**What the task requires**
From the entries below, pull out and copy every line that contains the string "mountain", matching its case exactly.

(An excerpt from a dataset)
## begin

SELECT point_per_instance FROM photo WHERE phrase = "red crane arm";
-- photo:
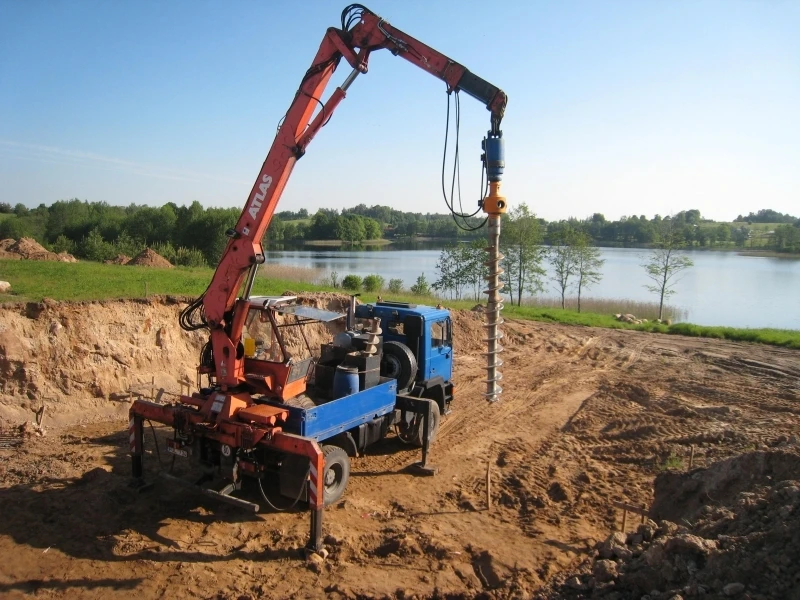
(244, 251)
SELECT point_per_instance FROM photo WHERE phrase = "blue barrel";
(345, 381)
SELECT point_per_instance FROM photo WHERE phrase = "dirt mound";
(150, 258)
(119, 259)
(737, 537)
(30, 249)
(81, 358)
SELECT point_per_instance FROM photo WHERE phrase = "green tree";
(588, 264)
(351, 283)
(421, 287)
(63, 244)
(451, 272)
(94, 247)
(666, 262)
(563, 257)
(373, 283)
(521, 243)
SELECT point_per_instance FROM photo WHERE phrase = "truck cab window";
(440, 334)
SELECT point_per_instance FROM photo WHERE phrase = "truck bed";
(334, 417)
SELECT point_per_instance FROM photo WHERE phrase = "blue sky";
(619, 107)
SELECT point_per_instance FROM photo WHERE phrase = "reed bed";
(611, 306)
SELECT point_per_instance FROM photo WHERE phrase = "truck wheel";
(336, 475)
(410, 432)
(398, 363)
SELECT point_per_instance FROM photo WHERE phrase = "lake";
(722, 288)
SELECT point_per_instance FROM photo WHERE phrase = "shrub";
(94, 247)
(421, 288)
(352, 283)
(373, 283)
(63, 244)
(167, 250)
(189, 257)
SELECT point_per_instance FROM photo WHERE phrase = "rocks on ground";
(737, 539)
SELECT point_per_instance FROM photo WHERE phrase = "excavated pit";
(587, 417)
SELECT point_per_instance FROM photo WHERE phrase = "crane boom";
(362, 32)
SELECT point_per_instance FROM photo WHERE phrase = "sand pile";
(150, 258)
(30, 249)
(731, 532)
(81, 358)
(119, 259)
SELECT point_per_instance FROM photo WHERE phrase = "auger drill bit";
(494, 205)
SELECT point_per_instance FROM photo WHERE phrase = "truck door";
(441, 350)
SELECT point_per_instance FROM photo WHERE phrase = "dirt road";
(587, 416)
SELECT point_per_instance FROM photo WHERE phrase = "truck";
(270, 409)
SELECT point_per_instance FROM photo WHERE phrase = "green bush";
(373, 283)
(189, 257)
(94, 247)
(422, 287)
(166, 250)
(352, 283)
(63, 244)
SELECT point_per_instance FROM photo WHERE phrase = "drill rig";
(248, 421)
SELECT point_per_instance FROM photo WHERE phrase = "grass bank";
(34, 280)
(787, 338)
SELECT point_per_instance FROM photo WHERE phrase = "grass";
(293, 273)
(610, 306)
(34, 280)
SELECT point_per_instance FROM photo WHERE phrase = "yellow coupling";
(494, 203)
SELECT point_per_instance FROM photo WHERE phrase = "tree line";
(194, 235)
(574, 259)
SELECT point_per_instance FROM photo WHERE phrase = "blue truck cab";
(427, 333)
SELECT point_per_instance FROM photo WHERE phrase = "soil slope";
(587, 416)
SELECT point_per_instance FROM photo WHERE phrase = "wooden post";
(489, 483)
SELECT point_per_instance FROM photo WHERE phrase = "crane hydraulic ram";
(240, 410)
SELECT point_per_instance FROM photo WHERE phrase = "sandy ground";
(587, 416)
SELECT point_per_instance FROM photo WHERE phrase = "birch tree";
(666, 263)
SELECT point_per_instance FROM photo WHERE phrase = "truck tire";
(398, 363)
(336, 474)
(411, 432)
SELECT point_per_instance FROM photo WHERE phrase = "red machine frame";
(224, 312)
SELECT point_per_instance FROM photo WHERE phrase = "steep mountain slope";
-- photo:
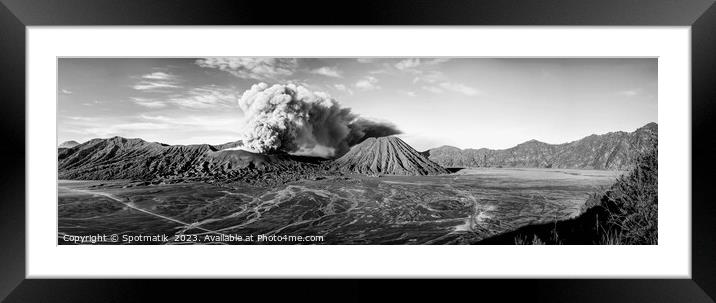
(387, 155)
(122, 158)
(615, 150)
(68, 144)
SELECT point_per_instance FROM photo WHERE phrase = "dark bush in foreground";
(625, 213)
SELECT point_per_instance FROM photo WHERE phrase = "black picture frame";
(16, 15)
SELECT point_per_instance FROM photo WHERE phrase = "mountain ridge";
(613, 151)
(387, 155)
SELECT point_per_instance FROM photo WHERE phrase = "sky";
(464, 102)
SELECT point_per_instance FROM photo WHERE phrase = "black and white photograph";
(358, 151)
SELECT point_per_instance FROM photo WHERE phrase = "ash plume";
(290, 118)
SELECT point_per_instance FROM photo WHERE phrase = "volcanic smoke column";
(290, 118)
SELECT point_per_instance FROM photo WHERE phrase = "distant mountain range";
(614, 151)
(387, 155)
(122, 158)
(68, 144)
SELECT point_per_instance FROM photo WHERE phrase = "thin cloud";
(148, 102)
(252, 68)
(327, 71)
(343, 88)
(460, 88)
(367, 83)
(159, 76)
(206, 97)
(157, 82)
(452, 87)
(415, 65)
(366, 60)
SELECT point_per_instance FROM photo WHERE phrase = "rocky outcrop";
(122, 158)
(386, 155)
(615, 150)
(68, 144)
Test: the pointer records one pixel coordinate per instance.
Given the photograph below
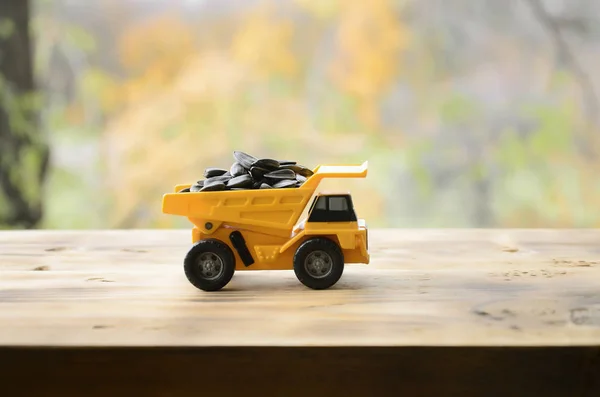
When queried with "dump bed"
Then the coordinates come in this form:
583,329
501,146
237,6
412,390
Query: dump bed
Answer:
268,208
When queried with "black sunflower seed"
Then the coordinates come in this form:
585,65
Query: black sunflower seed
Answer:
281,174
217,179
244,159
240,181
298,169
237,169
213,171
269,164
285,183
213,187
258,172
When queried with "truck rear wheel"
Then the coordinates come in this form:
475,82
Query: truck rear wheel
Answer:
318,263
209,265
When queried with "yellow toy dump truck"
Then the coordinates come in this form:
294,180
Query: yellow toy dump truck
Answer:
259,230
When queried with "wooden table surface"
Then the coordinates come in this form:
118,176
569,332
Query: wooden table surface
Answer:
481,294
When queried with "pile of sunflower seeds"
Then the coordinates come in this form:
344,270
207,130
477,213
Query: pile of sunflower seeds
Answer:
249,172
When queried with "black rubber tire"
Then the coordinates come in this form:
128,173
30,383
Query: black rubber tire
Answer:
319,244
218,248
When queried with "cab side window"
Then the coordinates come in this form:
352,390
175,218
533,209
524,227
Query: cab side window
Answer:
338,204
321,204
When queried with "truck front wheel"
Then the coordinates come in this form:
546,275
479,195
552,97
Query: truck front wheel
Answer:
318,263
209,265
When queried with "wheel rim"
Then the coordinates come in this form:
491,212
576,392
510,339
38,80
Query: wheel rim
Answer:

## end

**The solution**
SELECT point_per_instance FROM photo WHERE phrase = "steep mountain slope";
SELECT point_per_instance FROM photo WHERE phrase = "mountain ridge";
SELECT point_per_instance FROM photo WHERE phrase = "distant mountain range";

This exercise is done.